**PROBLEM REQUIREMENTS:** Could you pull every line from the material below and copy each one verbatim, without changing anything?

**MATERIAL PROVIDED:**

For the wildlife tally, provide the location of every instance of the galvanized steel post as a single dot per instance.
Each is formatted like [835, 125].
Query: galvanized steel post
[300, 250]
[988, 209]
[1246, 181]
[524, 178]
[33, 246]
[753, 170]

**EXERCISE OUTPUT:**
For the wildlife tally, provide the location of every instance of the galvanized steel post as a single dot per instance.
Each is formatted like [835, 125].
Query: galvanized steel post
[300, 250]
[988, 209]
[1246, 181]
[524, 178]
[33, 246]
[753, 170]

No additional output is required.